Transcribe the following lines unchanged, every one of them.

[Annotated coordinate records]
start

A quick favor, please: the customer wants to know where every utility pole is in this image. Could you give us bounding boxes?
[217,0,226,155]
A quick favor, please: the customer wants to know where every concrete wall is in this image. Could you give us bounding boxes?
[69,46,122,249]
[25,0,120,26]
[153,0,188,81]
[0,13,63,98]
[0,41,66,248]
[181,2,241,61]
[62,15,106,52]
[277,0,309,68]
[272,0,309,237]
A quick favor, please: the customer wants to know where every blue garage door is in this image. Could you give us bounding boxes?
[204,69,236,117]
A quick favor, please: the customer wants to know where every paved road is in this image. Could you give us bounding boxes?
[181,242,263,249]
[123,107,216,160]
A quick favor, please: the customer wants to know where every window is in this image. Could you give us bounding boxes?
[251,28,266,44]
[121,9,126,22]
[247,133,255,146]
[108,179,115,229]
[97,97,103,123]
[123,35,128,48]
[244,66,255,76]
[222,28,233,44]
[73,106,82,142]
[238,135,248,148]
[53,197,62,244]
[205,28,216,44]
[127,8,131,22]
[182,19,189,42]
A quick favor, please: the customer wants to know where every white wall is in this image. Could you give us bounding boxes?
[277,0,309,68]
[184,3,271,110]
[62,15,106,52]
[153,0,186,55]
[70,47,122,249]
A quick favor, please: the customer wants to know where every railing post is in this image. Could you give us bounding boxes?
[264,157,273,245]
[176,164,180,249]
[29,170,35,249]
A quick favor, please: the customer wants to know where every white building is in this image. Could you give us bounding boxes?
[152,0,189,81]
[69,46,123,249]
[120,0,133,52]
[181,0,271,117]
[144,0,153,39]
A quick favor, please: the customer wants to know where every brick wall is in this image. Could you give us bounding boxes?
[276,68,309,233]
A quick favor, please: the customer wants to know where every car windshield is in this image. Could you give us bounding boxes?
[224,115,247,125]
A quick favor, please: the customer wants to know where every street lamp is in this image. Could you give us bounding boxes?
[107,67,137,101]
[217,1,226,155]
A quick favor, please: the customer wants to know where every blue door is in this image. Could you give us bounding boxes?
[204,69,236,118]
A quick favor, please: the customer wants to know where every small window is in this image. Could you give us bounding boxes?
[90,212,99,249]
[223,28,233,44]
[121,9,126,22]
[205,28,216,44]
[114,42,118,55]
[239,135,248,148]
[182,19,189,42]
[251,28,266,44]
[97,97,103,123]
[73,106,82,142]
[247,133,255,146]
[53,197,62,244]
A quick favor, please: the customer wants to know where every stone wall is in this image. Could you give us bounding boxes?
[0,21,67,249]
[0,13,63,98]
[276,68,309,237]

end

TASK ANSWER ->
A quick favor, please: the customer wants to know where every utility pole is in this image. Could you give us bounding boxes?
[217,0,226,155]
A quick favor, please: the customer wants to know where every concrete wall is in this image. Could you give us bounding boxes?
[69,46,122,249]
[25,0,120,26]
[153,0,188,81]
[0,13,63,98]
[0,41,66,248]
[181,2,241,61]
[62,15,106,52]
[277,0,309,68]
[272,0,309,237]
A quick favor, please: the customer wants to know where every blue garage door is in this image. Could you give us bounding boxes?
[204,69,236,117]
A quick favor, please: the customer wants to know where every paved road is in this image. Could you give us bounding boxes?
[181,242,263,249]
[123,107,216,160]
A quick favor, please: the customer wants to know where every window is in this image. Could you give us bounding boxes?
[251,28,266,44]
[121,9,126,22]
[247,133,255,146]
[108,179,115,229]
[97,97,103,123]
[123,35,128,48]
[244,66,255,76]
[222,28,233,44]
[73,106,82,142]
[238,135,248,148]
[53,197,62,244]
[205,28,216,44]
[127,8,131,22]
[182,19,189,42]
A quick favor, please: the customer wants to know where every white wall is in this image. Could you give us bounding boxes?
[277,0,309,68]
[184,3,271,110]
[62,15,106,52]
[153,0,186,55]
[70,47,122,249]
A quick favor, please: the customer wants to know where every railing post is in this image. Could you give us bounding boxes?
[264,157,273,245]
[176,164,180,249]
[29,170,35,249]
A quick favor, please: the customer wants to know where every white building is in this image. Could you give us bounding boxes?
[152,0,189,81]
[69,46,123,249]
[120,0,133,52]
[181,0,271,117]
[144,0,153,39]
A quick favor, please: the customer wants to know where every brick wall is in this image. Could you give us bounding boxes?
[276,68,309,233]
A quick favor, please: the customer wants to know where every car windshield is in this image. Could you give us bounding boxes?
[224,115,247,125]
A quick favor, please: the customer wants to know where every street lamp is in this image. Could you give us bounding boxes?
[107,67,137,101]
[217,1,226,155]
A quick favor, please: the customer wants to know where every blue door is in this image. Could you give us bounding boxes?
[204,69,236,118]
A quick favor, please: the customer wants to know where every small window is in this image. Could you give us bounding boxes?
[90,212,99,249]
[223,28,233,44]
[121,9,126,22]
[205,28,216,44]
[114,42,118,55]
[239,135,248,148]
[182,19,189,42]
[251,28,266,44]
[97,97,103,123]
[73,106,82,142]
[247,133,255,146]
[53,197,62,244]
A quick favor, please: the customer wants to know where every stone wall is in this image. Could you give us bounding boxes?
[0,21,67,249]
[0,13,63,98]
[276,68,309,237]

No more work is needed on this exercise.